**What you have to do:**
Recast the entries, from their first line through the line containing "[[0, 0, 1024, 678]]" (both included), as a Markdown table with the columns "Row" and "Line," numbering each line and leaving out any blank lines.

**Records supplied:**
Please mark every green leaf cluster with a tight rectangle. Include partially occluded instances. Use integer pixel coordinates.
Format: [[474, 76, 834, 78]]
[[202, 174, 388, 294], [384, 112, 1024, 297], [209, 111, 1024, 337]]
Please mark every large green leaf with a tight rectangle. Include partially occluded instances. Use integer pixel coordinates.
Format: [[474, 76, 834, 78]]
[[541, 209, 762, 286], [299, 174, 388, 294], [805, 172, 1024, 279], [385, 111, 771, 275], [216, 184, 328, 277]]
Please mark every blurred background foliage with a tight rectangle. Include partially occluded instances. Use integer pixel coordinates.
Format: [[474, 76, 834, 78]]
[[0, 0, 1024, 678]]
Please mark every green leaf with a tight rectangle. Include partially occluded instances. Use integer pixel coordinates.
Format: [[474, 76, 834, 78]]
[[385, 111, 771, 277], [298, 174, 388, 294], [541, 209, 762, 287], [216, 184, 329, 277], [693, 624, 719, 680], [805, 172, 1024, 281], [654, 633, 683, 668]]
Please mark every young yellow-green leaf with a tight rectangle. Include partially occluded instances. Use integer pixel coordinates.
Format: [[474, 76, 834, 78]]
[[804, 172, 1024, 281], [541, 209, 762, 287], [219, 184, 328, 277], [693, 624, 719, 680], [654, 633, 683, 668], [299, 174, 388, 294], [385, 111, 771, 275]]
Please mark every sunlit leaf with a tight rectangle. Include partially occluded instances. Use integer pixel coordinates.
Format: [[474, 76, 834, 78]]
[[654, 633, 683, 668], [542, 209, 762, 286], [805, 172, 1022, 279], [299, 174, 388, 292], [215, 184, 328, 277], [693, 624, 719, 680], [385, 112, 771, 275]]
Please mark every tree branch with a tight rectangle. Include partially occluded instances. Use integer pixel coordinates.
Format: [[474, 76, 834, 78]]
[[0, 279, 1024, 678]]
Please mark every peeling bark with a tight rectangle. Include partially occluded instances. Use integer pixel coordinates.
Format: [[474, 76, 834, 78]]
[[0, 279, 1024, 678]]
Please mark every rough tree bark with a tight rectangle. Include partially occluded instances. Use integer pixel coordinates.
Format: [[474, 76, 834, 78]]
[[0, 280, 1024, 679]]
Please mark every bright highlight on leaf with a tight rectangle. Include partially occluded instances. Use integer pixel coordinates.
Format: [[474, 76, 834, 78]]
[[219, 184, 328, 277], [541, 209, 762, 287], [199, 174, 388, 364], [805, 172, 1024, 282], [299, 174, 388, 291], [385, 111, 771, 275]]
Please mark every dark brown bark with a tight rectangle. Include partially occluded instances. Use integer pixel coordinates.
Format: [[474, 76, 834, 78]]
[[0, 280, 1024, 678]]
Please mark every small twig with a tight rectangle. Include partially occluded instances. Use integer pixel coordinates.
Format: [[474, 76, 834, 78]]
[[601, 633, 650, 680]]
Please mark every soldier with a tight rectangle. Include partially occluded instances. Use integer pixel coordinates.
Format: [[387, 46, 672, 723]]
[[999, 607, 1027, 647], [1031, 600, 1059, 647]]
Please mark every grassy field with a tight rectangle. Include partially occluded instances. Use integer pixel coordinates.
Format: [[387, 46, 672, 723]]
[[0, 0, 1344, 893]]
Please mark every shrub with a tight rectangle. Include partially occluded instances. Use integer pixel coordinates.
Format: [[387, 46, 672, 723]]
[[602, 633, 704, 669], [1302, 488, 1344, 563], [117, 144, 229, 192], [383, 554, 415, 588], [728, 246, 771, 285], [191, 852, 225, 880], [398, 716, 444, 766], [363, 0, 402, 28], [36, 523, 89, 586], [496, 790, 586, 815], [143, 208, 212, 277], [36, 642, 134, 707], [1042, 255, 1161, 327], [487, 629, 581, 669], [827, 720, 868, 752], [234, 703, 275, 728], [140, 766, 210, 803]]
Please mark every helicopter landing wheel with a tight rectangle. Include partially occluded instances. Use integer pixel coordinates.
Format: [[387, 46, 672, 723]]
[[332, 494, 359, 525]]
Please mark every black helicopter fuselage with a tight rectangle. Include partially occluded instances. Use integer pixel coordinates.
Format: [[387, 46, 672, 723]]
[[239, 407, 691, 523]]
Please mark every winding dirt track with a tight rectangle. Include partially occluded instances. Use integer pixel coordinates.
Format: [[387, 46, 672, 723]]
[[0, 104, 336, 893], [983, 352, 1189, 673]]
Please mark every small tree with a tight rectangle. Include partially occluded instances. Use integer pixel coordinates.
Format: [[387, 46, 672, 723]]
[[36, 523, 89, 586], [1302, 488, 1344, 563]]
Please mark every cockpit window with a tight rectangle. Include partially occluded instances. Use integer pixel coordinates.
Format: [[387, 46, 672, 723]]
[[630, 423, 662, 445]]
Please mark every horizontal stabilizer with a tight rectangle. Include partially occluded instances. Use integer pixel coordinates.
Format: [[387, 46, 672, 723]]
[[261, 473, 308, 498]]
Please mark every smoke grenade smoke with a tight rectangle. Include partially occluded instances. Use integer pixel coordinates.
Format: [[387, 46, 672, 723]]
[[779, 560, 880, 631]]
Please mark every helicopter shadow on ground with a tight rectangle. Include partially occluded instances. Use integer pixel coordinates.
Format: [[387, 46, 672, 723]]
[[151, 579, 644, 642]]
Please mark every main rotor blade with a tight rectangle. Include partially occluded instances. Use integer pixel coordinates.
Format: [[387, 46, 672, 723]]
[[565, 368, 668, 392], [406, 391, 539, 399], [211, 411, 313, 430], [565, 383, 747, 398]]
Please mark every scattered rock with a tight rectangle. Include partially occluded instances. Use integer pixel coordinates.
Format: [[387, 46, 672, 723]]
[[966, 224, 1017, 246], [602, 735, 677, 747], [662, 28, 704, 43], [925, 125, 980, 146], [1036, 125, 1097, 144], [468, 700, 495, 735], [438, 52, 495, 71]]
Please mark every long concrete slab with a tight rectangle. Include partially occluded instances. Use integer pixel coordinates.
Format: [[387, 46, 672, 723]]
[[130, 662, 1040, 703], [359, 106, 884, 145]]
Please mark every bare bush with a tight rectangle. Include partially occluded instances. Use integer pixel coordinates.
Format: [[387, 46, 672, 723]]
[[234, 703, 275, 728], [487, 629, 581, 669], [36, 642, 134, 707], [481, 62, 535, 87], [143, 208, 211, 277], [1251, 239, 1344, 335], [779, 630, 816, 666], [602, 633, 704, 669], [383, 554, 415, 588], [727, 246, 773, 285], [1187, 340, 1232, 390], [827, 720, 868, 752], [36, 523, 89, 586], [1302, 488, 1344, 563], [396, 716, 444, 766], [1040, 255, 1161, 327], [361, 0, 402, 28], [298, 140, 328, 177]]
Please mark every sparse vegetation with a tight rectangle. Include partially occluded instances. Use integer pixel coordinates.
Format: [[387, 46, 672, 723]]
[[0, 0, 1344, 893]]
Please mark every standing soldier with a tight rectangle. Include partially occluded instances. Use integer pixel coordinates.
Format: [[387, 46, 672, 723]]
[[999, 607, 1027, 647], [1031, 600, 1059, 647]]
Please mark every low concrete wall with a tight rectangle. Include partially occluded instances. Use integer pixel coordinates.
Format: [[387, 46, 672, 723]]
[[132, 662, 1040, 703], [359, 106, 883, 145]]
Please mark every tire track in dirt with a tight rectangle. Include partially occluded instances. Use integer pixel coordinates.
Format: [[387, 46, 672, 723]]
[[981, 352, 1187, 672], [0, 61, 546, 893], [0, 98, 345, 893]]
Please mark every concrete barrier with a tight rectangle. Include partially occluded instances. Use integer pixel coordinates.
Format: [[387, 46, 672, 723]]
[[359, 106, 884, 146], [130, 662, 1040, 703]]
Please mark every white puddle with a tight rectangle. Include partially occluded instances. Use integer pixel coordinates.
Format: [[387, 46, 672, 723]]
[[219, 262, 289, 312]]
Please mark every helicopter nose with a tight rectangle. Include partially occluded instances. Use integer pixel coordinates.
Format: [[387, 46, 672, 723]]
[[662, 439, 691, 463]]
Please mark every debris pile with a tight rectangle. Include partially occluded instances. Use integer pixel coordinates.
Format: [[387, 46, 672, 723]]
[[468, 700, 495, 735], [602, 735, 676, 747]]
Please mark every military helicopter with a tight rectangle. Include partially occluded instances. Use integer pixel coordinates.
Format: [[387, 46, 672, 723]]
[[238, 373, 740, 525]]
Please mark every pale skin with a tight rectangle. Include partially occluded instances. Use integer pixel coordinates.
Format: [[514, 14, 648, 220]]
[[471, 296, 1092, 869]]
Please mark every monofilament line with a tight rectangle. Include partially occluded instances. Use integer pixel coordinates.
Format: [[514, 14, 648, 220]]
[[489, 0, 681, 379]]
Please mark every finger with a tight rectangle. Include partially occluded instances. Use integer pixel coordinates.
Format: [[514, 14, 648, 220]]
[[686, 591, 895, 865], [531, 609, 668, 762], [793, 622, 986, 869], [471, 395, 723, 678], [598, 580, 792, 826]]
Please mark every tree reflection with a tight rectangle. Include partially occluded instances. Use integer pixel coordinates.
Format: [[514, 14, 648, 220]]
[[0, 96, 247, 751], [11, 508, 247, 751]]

**The answer:**
| Row | Line |
|---|---|
| 1 | Please mark every green leaf cluster with a tight rectangle. Include partially occluded instances. Use integer pixel coordinates. |
| 2 | Format: [[474, 76, 834, 78]] |
| 3 | [[202, 174, 388, 294], [384, 112, 1024, 297], [209, 111, 1024, 337]] |
| 4 | Please mark every large green leaf with a tight rectangle. Include partially occluded instances. Use integer pixel coordinates. |
| 5 | Format: [[474, 76, 834, 78]] |
| 6 | [[541, 209, 762, 286], [299, 174, 388, 294], [805, 172, 1024, 279], [385, 111, 771, 275], [216, 184, 328, 277]] |
| 7 | Please mark every blurred background foliage with a tight rectangle. Include partially occluded instances. Use integer pixel coordinates. |
| 8 | Format: [[474, 76, 834, 78]] |
| 9 | [[0, 0, 1024, 678]] |